Dataset entries:
++++++++
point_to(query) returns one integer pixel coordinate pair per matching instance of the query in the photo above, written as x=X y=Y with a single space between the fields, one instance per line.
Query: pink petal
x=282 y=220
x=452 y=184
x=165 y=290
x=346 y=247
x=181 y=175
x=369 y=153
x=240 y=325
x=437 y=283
++++++++
*ASSIGNMENT*:
Could you type out every entry again exactly as it stands?

*ANSWER SPACE*:
point_to(query) returns one integer pixel coordinate pair per matching instance of the query in the photo above, written as x=X y=Y with a single space between the fields, one instance per line.
Query: pink petal
x=282 y=220
x=452 y=184
x=165 y=290
x=346 y=247
x=181 y=175
x=369 y=153
x=240 y=325
x=437 y=283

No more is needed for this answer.